## What you are asked to do
Exactly as given, restate each record that follows.

## Supplied records
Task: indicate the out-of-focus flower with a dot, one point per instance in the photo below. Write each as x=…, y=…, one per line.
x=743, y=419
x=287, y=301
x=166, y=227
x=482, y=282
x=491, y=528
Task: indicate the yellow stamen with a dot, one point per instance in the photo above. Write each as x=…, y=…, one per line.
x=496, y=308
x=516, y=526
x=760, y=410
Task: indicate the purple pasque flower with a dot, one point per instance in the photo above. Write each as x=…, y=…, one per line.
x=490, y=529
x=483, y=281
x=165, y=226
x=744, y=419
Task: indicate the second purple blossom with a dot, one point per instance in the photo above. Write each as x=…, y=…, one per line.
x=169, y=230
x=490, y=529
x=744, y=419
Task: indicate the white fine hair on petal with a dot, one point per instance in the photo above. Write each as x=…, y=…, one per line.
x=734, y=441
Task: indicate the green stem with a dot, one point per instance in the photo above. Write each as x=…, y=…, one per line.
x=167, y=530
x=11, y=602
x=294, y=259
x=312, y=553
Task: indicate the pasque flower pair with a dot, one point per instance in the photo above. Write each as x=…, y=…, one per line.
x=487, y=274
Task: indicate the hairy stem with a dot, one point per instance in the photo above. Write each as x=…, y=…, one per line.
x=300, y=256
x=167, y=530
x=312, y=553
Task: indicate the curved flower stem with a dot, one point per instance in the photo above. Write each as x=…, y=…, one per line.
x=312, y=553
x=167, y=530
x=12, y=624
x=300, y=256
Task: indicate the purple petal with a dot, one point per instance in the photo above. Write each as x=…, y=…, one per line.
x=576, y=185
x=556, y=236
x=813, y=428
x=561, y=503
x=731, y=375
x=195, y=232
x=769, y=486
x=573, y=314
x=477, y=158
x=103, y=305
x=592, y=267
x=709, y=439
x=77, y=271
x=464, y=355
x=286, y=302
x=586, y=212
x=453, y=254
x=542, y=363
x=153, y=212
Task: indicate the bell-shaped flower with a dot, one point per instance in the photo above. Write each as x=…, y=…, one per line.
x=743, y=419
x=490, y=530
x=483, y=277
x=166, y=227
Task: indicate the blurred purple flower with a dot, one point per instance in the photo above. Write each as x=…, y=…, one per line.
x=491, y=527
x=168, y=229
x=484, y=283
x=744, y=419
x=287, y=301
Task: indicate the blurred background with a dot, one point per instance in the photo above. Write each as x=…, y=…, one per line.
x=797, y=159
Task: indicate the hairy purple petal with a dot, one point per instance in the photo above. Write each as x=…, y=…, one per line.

## Exercise solution
Task: indicate the out-of-focus flower with a dot, one point per instance in the photo below. Write each as x=…, y=…, one per line.
x=743, y=419
x=287, y=301
x=166, y=227
x=482, y=282
x=491, y=528
Task: indicate the yellow stamen with a dot, one point per instance in the photo above. Write each as x=…, y=…, one per line.
x=496, y=308
x=516, y=526
x=760, y=410
Task: indicate the purple pasque flower with a dot, one point per instance in the photo above. Write each as x=…, y=…, one per line.
x=490, y=529
x=483, y=281
x=165, y=226
x=744, y=419
Task: indicate the second purple blossom with a dot, one point per instance in the photo above. Write each as x=…, y=…, one per line.
x=169, y=230
x=490, y=529
x=744, y=419
Task: indicate the white fine hair on petal with a dot, one point per instance in the photo above. Write each as x=…, y=…, one per line.
x=734, y=441
Task: indicate the green stem with a dot, one point per instance in the photo above. Write each as x=…, y=…, one per line.
x=167, y=530
x=11, y=602
x=294, y=259
x=312, y=553
Task: indicate the pasque flower pair with a dot, one point per instance in the photo above. Write each as x=…, y=…, one per line.
x=487, y=274
Task: indicate the hairy stem with a dot, one point per instance in the photo above. Write each as x=…, y=…, one per line.
x=300, y=256
x=167, y=530
x=312, y=553
Task: indicate the curved flower stem with a dot, one point per instance in the photo above. Write each as x=…, y=…, one per line.
x=312, y=553
x=167, y=530
x=12, y=624
x=300, y=256
Task: indicate the purple petal with a dot, one point per instance in the photo above. Write each as x=…, y=…, one per line.
x=576, y=185
x=556, y=236
x=813, y=428
x=561, y=503
x=731, y=375
x=195, y=232
x=769, y=486
x=573, y=314
x=477, y=158
x=103, y=305
x=592, y=267
x=709, y=439
x=77, y=271
x=464, y=355
x=286, y=302
x=586, y=212
x=453, y=254
x=542, y=363
x=153, y=212
Task: indicate the bell-shaped flower with a dot, one point per instance in the photo above. Write each as x=…, y=…, one per line.
x=743, y=419
x=490, y=530
x=483, y=277
x=166, y=227
Task: indicate the blurred purple flower with a dot, one point per instance in the photo above. Write each as x=…, y=…, one per line.
x=491, y=527
x=168, y=229
x=484, y=283
x=744, y=419
x=287, y=301
Task: indicate the blurred background with a dot, one point per instance in the photo above. Write each as x=…, y=…, one per line.
x=797, y=159
Task: indicate the hairy purple petal with a dot, one point per instance in the photo above. Write each as x=…, y=…, one per line.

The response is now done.